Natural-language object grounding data
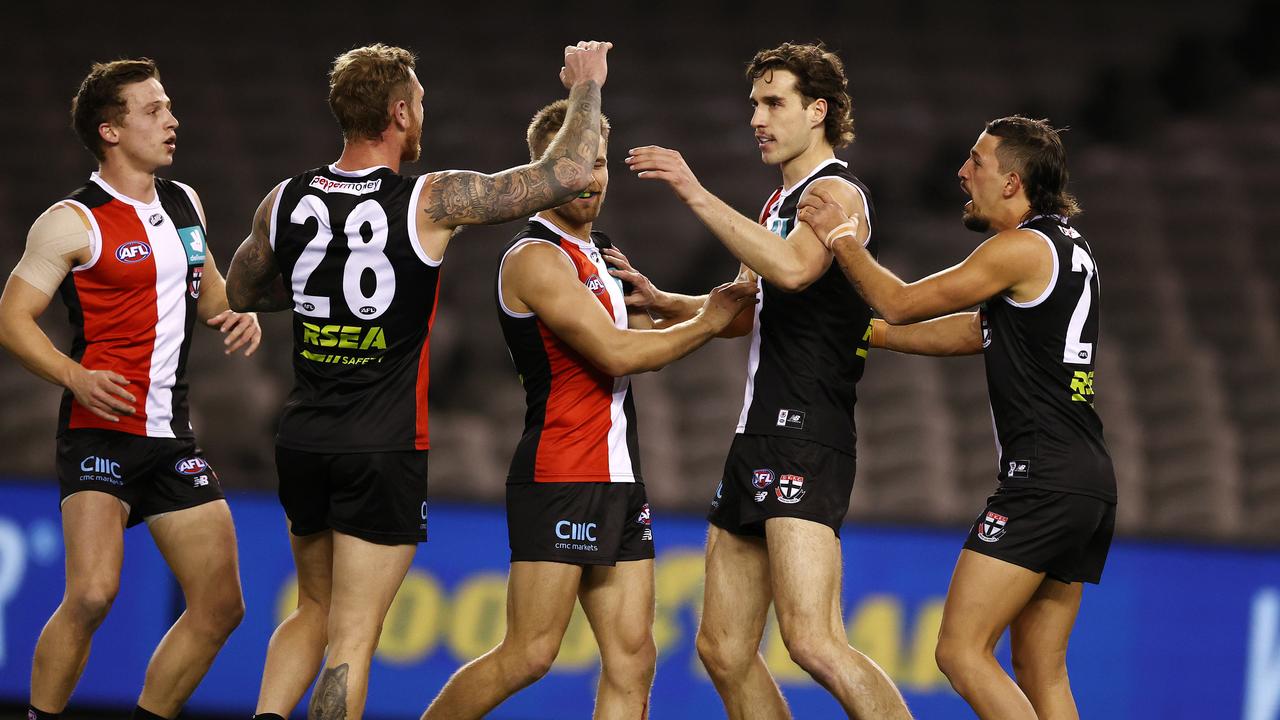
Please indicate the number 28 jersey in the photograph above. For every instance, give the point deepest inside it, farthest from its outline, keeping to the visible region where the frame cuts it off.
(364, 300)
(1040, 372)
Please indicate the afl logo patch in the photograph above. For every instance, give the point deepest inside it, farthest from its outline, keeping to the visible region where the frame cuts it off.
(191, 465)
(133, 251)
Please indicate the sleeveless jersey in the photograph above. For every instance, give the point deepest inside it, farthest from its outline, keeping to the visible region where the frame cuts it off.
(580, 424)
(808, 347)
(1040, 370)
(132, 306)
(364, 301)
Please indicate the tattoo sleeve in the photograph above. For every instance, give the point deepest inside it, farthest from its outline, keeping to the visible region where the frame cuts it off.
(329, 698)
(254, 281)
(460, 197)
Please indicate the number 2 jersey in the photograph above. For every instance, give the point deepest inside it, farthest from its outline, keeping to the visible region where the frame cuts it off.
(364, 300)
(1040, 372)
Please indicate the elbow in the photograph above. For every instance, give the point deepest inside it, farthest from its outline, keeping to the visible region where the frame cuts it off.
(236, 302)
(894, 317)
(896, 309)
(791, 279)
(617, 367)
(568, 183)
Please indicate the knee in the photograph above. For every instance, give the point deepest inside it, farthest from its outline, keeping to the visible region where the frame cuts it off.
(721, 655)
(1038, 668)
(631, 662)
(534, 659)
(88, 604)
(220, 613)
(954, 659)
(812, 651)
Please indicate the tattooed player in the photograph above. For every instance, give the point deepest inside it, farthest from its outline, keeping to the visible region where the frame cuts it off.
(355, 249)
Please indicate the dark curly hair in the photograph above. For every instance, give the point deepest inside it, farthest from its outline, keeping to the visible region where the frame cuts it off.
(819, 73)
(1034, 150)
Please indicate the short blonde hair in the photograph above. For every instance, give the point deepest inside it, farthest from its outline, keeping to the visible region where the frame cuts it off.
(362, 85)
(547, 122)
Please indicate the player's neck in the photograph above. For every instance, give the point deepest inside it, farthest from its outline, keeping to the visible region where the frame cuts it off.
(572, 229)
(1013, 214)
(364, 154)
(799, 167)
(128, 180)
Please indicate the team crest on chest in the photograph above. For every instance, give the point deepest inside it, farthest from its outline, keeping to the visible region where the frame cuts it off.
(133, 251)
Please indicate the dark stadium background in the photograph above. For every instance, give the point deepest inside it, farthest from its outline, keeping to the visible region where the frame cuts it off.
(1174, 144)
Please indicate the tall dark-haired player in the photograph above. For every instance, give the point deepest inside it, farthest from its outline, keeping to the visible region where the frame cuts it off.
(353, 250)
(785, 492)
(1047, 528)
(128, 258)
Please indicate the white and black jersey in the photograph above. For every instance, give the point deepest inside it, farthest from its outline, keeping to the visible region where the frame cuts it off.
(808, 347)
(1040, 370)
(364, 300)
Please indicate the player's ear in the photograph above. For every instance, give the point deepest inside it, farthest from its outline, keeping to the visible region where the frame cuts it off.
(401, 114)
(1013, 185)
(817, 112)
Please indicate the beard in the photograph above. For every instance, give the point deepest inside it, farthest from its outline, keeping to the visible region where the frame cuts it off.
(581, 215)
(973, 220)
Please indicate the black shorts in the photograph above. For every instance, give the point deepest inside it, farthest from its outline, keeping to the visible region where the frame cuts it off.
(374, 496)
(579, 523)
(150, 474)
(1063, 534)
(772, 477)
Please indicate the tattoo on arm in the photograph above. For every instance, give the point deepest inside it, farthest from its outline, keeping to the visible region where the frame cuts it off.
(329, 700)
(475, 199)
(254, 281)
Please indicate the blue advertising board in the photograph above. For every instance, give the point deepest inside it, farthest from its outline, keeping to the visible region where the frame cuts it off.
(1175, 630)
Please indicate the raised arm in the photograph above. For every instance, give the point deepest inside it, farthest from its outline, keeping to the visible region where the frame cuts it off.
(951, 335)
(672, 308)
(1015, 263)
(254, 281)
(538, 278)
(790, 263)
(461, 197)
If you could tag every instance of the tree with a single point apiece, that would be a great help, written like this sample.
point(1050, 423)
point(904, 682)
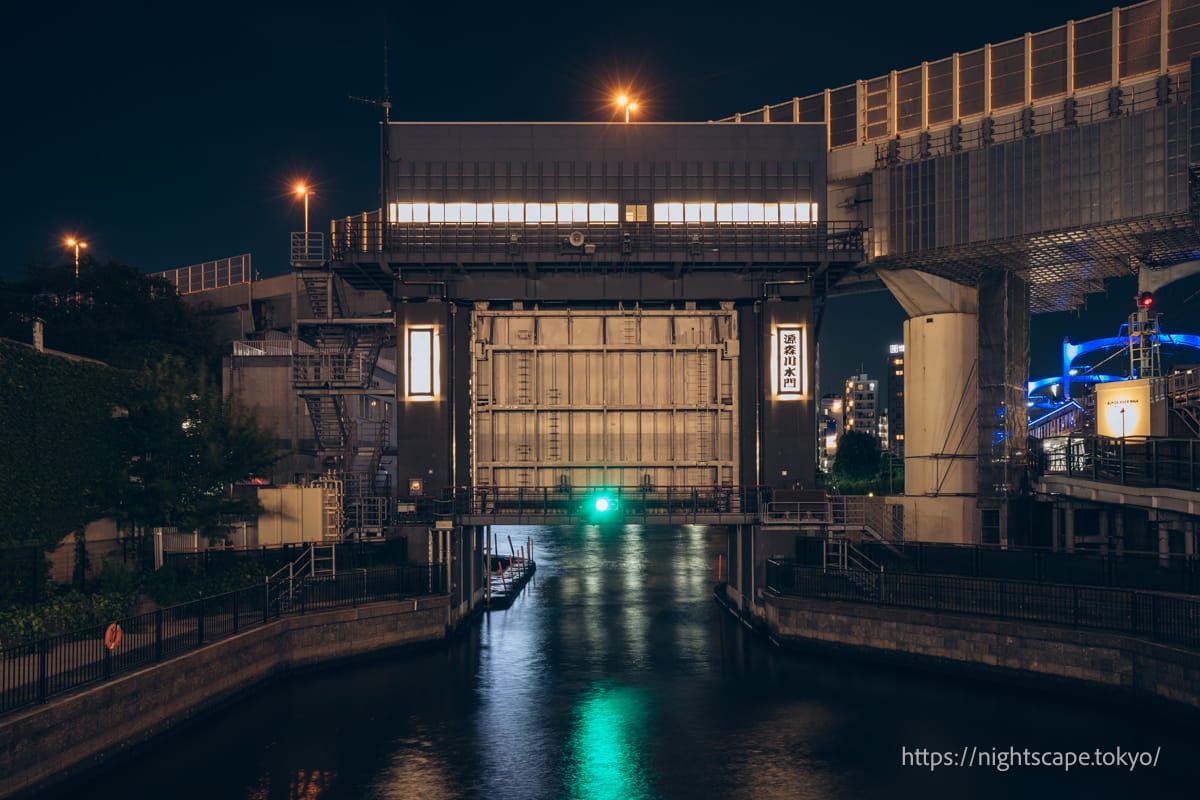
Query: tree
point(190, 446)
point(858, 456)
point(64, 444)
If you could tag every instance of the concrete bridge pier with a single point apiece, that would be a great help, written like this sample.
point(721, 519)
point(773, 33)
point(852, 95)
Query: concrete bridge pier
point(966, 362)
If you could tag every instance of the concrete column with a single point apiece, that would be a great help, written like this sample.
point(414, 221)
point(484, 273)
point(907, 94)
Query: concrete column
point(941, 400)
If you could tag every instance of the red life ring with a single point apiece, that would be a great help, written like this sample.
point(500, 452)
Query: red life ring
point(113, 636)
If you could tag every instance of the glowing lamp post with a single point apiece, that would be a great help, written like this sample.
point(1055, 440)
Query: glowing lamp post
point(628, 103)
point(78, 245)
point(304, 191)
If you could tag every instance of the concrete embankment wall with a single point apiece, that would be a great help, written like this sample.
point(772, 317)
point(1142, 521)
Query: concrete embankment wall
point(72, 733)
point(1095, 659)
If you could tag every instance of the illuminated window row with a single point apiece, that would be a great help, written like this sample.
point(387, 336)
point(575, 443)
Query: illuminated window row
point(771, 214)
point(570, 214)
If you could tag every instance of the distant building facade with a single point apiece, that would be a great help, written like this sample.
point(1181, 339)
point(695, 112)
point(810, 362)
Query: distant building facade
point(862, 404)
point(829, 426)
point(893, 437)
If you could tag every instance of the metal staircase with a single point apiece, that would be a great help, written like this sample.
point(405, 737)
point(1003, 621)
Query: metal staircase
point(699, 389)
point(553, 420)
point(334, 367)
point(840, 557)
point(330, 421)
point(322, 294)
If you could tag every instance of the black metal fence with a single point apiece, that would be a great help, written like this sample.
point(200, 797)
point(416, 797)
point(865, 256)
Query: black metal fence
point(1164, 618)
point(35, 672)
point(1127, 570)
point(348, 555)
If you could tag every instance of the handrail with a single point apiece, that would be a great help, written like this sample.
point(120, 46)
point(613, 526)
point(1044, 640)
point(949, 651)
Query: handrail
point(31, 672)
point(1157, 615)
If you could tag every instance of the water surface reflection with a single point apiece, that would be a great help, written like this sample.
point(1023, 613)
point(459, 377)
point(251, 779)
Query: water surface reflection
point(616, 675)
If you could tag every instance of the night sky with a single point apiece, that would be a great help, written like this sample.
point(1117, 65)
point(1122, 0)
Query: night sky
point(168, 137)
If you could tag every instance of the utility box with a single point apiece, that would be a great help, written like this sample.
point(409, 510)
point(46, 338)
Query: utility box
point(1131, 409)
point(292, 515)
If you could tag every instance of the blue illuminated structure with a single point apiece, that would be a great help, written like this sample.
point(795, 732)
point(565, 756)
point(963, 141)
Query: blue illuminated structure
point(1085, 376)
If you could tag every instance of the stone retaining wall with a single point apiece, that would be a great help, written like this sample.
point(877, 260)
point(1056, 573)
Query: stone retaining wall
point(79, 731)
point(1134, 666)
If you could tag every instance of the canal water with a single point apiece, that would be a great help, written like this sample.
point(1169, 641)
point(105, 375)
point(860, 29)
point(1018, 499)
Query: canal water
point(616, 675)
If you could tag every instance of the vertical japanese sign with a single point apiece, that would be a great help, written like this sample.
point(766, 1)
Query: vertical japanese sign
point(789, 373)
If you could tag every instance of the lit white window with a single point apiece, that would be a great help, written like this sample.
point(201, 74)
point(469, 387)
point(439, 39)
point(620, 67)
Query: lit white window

- _What to produce_:
Reproduce each entry above word for word. Pictures are not part of the copy.

- _Result of this task_:
Please indicate the number 28 jersey in the photograph above. For every instance, give the point deepest inside it, farthest from its outline, keeping to the visible region where the frame cuts it off.
(364, 300)
(1040, 372)
Please indicate the afl logo patch in the photograph above. For every instance, give the point deepest inside it, farthest from its outline, keeping to the visible region where the frame cuts it off.
(191, 465)
(133, 251)
Please indicate the sleeveless jersey in the photograph above. For every instance, give the point deepest inside it, farthest from its outline, keeping to the visible region where the frame cuts it off.
(580, 424)
(808, 347)
(1040, 370)
(132, 306)
(364, 301)
Please indicate the tattoo sleeve in the photograph above. For every instance, give the point deepest inside it, farthest from its outline, keeping to the visible region where the frame cuts it off.
(329, 698)
(254, 281)
(460, 197)
Please indicate the number 2 jersey in the photograph above. For every instance, give the point deepest inside it, farthest from its outline, keeping to the visible region where the frame cuts it off.
(364, 300)
(1040, 372)
Please indicate the elbow in the photograph above. For every instance, give the point deepest inside it, farthest from its outline, keeping to the visible region where the frame cuts it off.
(236, 302)
(894, 317)
(896, 309)
(791, 279)
(617, 367)
(568, 183)
Please indicate the knee in the photograph above. For every instance, give the point deepest inside it, farthest from its outline, keeping to the visible region where the frame cuts it off.
(721, 655)
(1038, 668)
(631, 662)
(534, 659)
(88, 604)
(220, 613)
(954, 659)
(812, 651)
Please indicate the tattooed player in the photograph above. For every instance, give the point deepest inside it, farthest from its outline, keeping to the visible region where the frame cuts it off.
(355, 249)
Please indicate the dark curly hair in the photograph above. For every instance, give the point deepest inside it, farthest from its outline, keeping to the visible region where the frame cuts it off.
(819, 73)
(1034, 150)
Please indicate the short blonde hair in the photograph above. For every instance, give the point deepest inside it, farthest from its outline, keeping to the visible region where the frame cuts it off.
(362, 85)
(547, 122)
Please indicate the player's neck in the photograph above. For every instance, give the point deepest inside it, farthest from its outline, keeping to the visible region where the frame cuts it off.
(572, 229)
(1013, 214)
(364, 154)
(799, 167)
(128, 180)
Please indicate the team crest on chest in the photograph above. For every instance, give the point deepest inside it, farthest from its outline, keeping to the visible region where the frame cuts it off.
(133, 251)
Please indicate the dark stadium background in the photograph above. For every instance, give the point deepest inside it, farthest from its outline, keeping to the visible region where the frame cuts it off.
(1174, 144)
Please indicate the tall dark-haired player in the photograph above. For every instance, give the point deepest inside it, farthest from its outline, keeping to the visible region where the frame cuts it off.
(353, 250)
(785, 492)
(1047, 528)
(128, 258)
Please indicate the white and black jersey in the photograph above. For every instance, give the point deepest inside it, farthest from its outline, keeping to the visible region where the frame cuts it off.
(808, 347)
(1040, 370)
(364, 300)
Please indicate the player's ear in the photograph above. For every instance, give the point deepest inside it, farthest from its outline, keeping to the visible region where the frame cuts it off.
(401, 114)
(1013, 185)
(817, 112)
Please indicate the beard in the photograph above. For every instance, give the point deepest inside it, farthest from its outline, keeping to the visible region where the frame cuts it off.
(581, 215)
(973, 220)
Please indicate the black shorts in the photograph above. For every instance, give the point deepest inside it, farthest from its outline, keeping to the visible region where the frame cuts it off.
(374, 496)
(579, 523)
(150, 474)
(1063, 534)
(772, 477)
Please indicate the tattoo on arm in the photograph above. For every instance, give the point deepest inside it, farthest from its outline, keeping to the visible region where the frame cuts it off.
(329, 700)
(475, 199)
(254, 281)
Please indicate the blue advertising board in the photograph above. For every instance, give the point deepest inside it, farthest from its outline, keeping to the visible region where the frame cuts it off.
(1175, 630)
Please indicate the raised arm in the photograph above. For every instance, give the point deepest inside it, farthest from its outline, keeping to the visible region where the frame cuts it off.
(951, 335)
(672, 308)
(1015, 263)
(254, 281)
(538, 278)
(790, 263)
(461, 197)
If you could tag every instance of the tree with a single point apiece, that would be a great help, written like this sample.
point(1050, 423)
point(904, 682)
Query: tree
point(190, 446)
point(858, 456)
point(64, 444)
If you could tag every instance of the concrete bridge pier with a single point apiece, that would be a great help, written like this sample.
point(721, 519)
point(773, 33)
point(852, 95)
Query: concrete bridge pier
point(966, 362)
If you could tag every instance of the concrete column with a single point apiece, that would be a great help, written like this sample.
point(414, 221)
point(484, 273)
point(907, 94)
Query: concrete column
point(941, 400)
If you could tag every instance of the red life ring with a single point apiece, that would be a great help, written like this sample.
point(500, 452)
Query: red life ring
point(113, 636)
If you could tag every instance of the glowing lamp post with a single point apiece, that would be a great help, written like this sample.
point(1055, 440)
Query: glowing lamp post
point(628, 103)
point(78, 245)
point(304, 191)
If you could tag every instance of the concrete embankment wall with a single point apiece, that would be a great help, written like this sample.
point(772, 317)
point(1142, 521)
Query: concrete embankment wall
point(72, 733)
point(1095, 659)
If you could tag every instance of the illuminated window row with a single point apiece, that would be a great help, written like this sample.
point(387, 336)
point(575, 443)
Query: illuminated window row
point(771, 214)
point(570, 214)
If you could tag every instance of the distant building facade with a single point apiece, that would be a great help, written like this sample.
point(1181, 339)
point(695, 112)
point(810, 362)
Query: distant building facade
point(862, 404)
point(829, 426)
point(893, 437)
If you could tag every instance of the metal staircase with a single point apiece, that would be a great help, written like this sample.
point(405, 737)
point(1003, 621)
Query: metal staircase
point(699, 389)
point(553, 420)
point(334, 367)
point(840, 557)
point(330, 421)
point(322, 294)
If you could tag every instance of the black metal fence with a single point apiece, that would be a great help, written like this sample.
point(200, 797)
point(416, 797)
point(865, 256)
Query: black metal fence
point(1164, 618)
point(35, 672)
point(1127, 570)
point(348, 555)
If you could tag every instance of the handrail with a single point apiece, that would be a great help, written like this sample.
point(120, 46)
point(613, 526)
point(1044, 640)
point(949, 651)
Query: handrail
point(31, 672)
point(1157, 615)
If you could tag every instance of the water surface reflection with a single point apiece, that would be a great help, written like this sample.
point(1023, 613)
point(459, 377)
point(251, 779)
Query: water surface reflection
point(616, 675)
If you could tag every instance of the night sky with a single point apiece, that would be a great help, written like this sample.
point(1117, 65)
point(1122, 0)
Query: night sky
point(168, 137)
If you could tag every instance of the utility box with a single point apiece, that would be a great help, written like this sample.
point(409, 510)
point(46, 338)
Query: utility box
point(1131, 409)
point(292, 515)
If you could tag every instance of the blue illuminated structure with a single point apiece, that would be a great help, written like this sample.
point(795, 732)
point(565, 756)
point(963, 141)
Query: blue illuminated structure
point(1085, 376)
If you could tag every instance of the stone retaining wall with a single point apiece, that would be a great help, written like this sample.
point(877, 260)
point(1056, 573)
Query: stone retaining wall
point(79, 731)
point(1134, 666)
If you could tag every instance of the canal water with a single point apiece, that would be a great help, written like this sample.
point(1169, 641)
point(105, 375)
point(860, 29)
point(1018, 499)
Query: canal water
point(616, 675)
If you could tag every instance of the vertical japanese sign with a single point apiece, that would be a great help, written like this sample.
point(766, 1)
Query: vertical japanese sign
point(789, 373)
If you could tag every instance of the lit white window with a single point apiece, that would be a great help, written like this sample.
point(201, 74)
point(469, 387)
point(439, 39)
point(620, 67)
Query: lit white window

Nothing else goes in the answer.